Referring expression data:
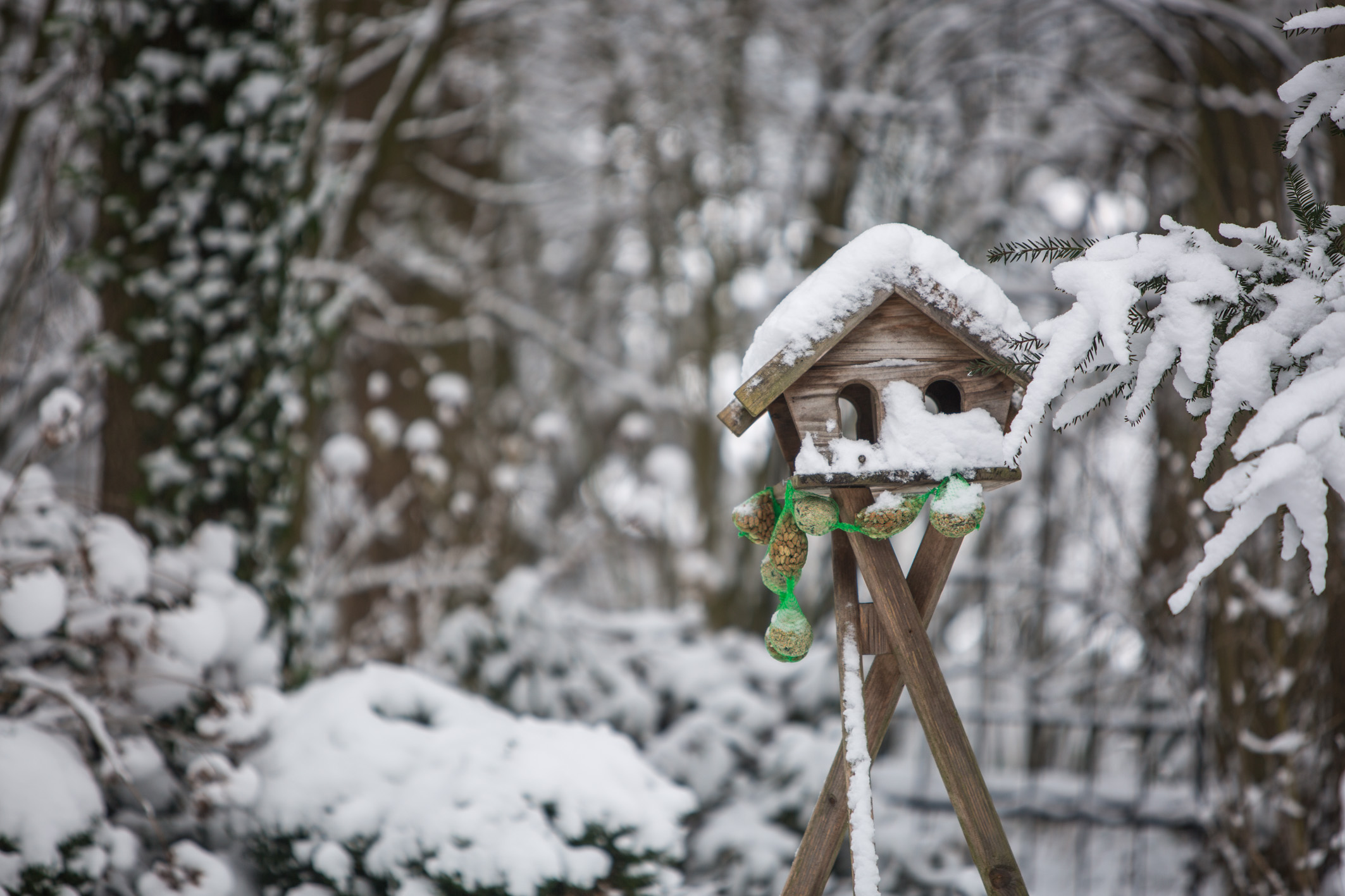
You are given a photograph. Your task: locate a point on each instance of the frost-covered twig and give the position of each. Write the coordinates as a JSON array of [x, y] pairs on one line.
[[92, 719], [425, 31]]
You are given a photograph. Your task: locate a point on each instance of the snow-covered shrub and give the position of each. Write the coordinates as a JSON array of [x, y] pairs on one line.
[[139, 703], [108, 654], [385, 778], [751, 737]]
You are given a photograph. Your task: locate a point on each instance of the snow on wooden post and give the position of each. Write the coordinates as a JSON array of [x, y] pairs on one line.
[[895, 322]]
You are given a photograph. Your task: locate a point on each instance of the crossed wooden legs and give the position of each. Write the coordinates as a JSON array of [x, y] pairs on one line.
[[904, 611]]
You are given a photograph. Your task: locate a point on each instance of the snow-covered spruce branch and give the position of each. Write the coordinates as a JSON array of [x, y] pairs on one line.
[[1259, 326]]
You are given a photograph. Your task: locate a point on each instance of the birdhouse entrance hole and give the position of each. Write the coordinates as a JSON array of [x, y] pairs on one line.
[[858, 413], [945, 395]]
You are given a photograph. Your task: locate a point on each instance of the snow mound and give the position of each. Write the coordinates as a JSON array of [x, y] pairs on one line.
[[914, 439], [46, 792], [439, 780], [879, 258], [34, 603]]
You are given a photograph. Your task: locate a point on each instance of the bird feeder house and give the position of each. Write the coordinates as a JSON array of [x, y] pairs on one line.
[[912, 331], [895, 324]]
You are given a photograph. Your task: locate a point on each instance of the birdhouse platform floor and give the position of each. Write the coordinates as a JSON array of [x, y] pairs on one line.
[[989, 479]]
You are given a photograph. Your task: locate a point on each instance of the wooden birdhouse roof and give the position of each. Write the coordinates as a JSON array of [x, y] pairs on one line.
[[884, 262]]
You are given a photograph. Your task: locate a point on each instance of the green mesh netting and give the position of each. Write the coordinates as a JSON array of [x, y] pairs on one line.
[[790, 634]]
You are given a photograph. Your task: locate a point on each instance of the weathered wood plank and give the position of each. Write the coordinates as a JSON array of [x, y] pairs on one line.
[[817, 854], [946, 309], [934, 706], [873, 639], [738, 418], [786, 432], [989, 477], [813, 396], [776, 375], [896, 329], [846, 590]]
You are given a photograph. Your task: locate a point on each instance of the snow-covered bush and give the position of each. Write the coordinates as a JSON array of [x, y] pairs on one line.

**Work instructions**
Write out all the entries exactly, except for the pictures.

**Exercise answer**
You are given a photograph. Your task: locate a point on each instance of the frost-covered twig and give the position of each. Write the coordinates as a JSON array of [x, y] pairs on one line.
[[92, 719], [425, 31]]
You are given a photograph. Your task: locate a point on each instance of the snow-covered shrub and give the position of each. Write the coordinates as a JSON array of [x, y] pairs on one line.
[[139, 703], [108, 654], [385, 778], [751, 737]]
You are given a photograph. Your task: locate a point on each instance of the snow on wooden post and give the position of each. Write the coordinates as a JSON array of [x, y] pairs on one line.
[[895, 322]]
You are given a photograph. Your task: locate a point on each instance of the crossed wooden legs and give the position of each. Write the coordinates as a JSON array of [x, y] pairs on one line.
[[904, 611]]
You are given a photograph. Your task: locate a point on each instance of the snow-covered spruce branch and give the position of each. Write the coordinates as a JSON array of [x, y] pairs on one line.
[[1259, 326]]
You are given a photograph. Your task: locate a point on each instance of the birdhouse entrance hole and give the position of each. Write the coordinates as a JSON array of [x, y] pairs on one line.
[[858, 413], [945, 395]]
You are given a photograph. Your task: locate a point on each instance of the snow mound and give the position of each. Write the coordinates as a JSON array of [x, y] pairs on one line.
[[914, 439], [46, 792], [439, 780], [879, 258], [34, 603]]
You are given a photograph. Your task: locate a point on each instance of the bird feeder house and give the position of each. Write the coordinates as a JSON array of [x, y] pairs on one line.
[[912, 331], [895, 324]]
You are given a photograph. Your task: locate a point on each instance of the birdhouse platform floor and give the position of each. Write the coordinates as a JSON array of [x, y] pairs on one line.
[[989, 479]]
You are given a photograph. Your task: locate a point on each instance of the wooden birdhouse roof and give the position of each. Write the coordinates as a JSON array of [x, y] pairs on one line.
[[884, 262]]
You are given a photograph. Your task: locate a point on each instance of the green mesh netting and give the position of each. Write the coordinates as a JSON array of [x, y] pairs on one line.
[[790, 634]]
You are given a photograph. Your task: locate a point on each instance of the weathered wood plank and give the position of each. Write the coordinates as a JSON array of [x, y] pairs on one line.
[[817, 854], [946, 309], [934, 706], [873, 639], [738, 418], [786, 432], [989, 477], [813, 396], [776, 375], [896, 329], [846, 590]]
You are given a photograph. Your task: locate a point on each instance of the snow-covered bush and give the position of each. Write the coordinates as a JSON array of [x, y] pairs on one line.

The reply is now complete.